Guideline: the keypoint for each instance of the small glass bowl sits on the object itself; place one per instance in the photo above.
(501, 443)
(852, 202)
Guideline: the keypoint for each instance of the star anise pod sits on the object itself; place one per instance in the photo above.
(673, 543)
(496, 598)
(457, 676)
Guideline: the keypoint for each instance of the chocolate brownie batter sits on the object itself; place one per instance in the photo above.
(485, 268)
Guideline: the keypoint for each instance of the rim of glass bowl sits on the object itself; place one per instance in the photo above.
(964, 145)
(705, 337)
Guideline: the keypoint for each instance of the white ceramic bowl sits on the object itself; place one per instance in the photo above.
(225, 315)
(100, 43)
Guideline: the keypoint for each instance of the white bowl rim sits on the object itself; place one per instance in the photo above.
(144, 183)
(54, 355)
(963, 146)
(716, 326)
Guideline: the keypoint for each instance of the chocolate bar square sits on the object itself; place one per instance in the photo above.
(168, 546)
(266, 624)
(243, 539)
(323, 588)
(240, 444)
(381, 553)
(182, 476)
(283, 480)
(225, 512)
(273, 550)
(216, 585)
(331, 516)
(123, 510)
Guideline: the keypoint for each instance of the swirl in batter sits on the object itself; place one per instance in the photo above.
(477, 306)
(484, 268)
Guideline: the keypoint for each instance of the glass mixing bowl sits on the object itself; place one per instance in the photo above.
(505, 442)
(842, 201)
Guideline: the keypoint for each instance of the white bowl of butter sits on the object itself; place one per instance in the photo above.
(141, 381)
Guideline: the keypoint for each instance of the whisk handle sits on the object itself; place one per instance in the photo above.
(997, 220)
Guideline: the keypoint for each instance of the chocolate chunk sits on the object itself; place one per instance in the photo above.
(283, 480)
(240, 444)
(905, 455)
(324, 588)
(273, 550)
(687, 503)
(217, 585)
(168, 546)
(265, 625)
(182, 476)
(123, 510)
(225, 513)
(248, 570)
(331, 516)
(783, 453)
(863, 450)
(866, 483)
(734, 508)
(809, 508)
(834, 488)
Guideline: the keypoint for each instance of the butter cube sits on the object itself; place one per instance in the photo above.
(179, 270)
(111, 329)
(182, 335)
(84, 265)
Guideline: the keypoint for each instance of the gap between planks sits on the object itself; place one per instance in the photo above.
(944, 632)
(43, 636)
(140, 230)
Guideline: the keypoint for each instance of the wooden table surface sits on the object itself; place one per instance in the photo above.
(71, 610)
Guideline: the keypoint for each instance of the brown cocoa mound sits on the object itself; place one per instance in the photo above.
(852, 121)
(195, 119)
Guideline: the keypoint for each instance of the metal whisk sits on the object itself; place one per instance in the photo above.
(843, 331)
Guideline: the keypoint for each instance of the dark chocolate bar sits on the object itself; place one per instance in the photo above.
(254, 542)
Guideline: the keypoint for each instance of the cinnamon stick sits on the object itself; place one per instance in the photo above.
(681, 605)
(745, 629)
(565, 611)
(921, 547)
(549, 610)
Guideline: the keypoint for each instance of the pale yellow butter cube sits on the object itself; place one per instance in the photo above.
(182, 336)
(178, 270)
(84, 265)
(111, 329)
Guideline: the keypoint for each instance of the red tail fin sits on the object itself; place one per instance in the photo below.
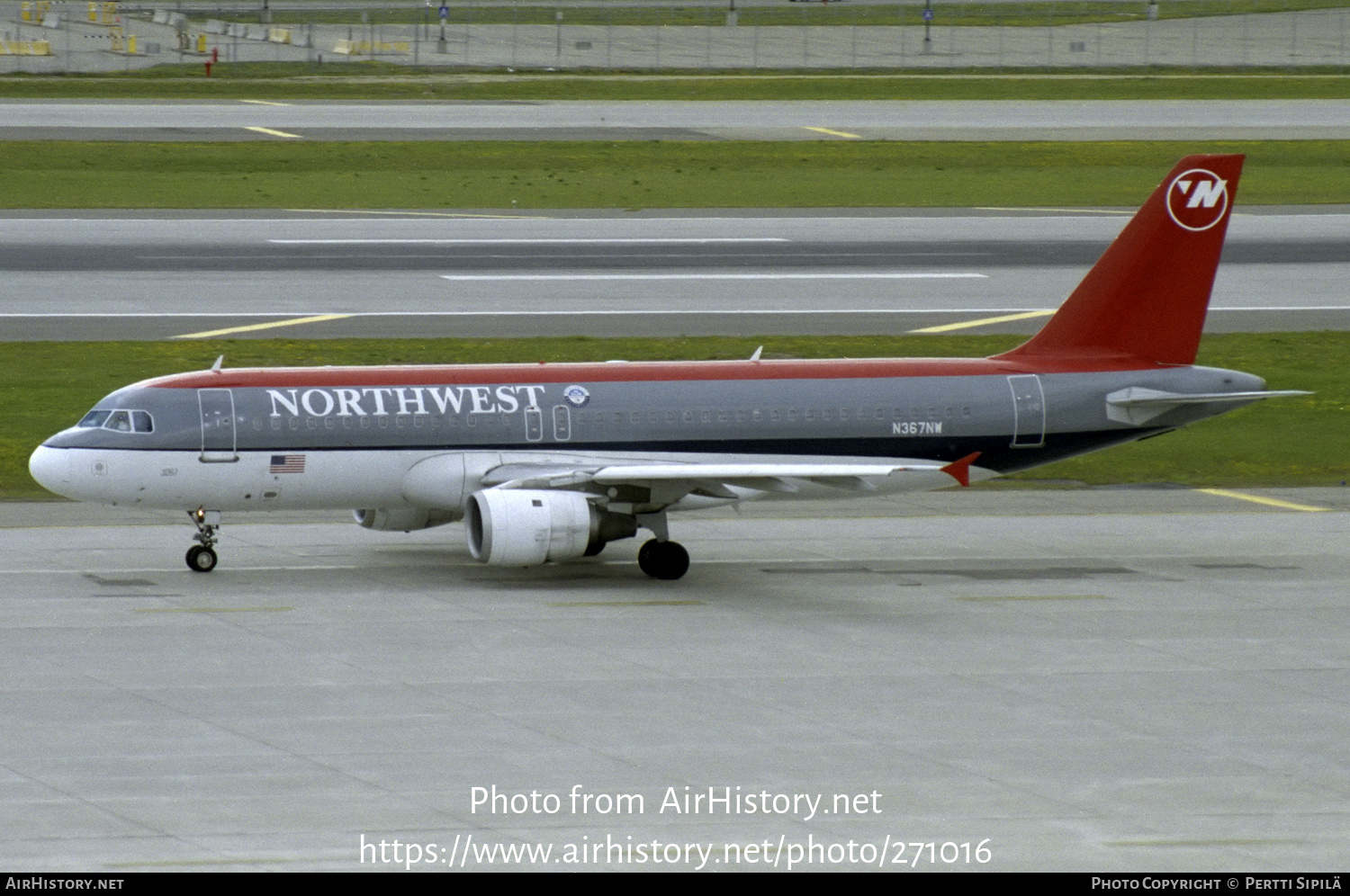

· · · · ·

Task prompt: Scale the stretch from the line containing "Guideline: the keypoint for each instance of the dark" through the final line, reproducing every line in that stretch, guideline lines included. Multiply each coordinate in the answers by 2.2 and round to whole numbers, with halves rounded up. Give only these lines and leave out the pictures.

Exercise response:
Guideline: the keypoint for each instance of the dark chocolate bar sits on the object itself; place one per instance in the photo above.
(559, 1192)
Guideline: the keypoint for each instance of the cinnamon stick sits on the object itself; place one per instance in the photo above.
(1498, 1331)
(1639, 1384)
(1243, 1344)
(2026, 1203)
(1208, 1342)
Guideline: the keypoint for each instance of the pale yellow butter cube sits on the object itself; place one per instance in the photo above.
(400, 739)
(392, 594)
(185, 583)
(244, 724)
Guideline: the keypoint for each instance of the red tail fin sits on the object itself; place one per instance in the photo below.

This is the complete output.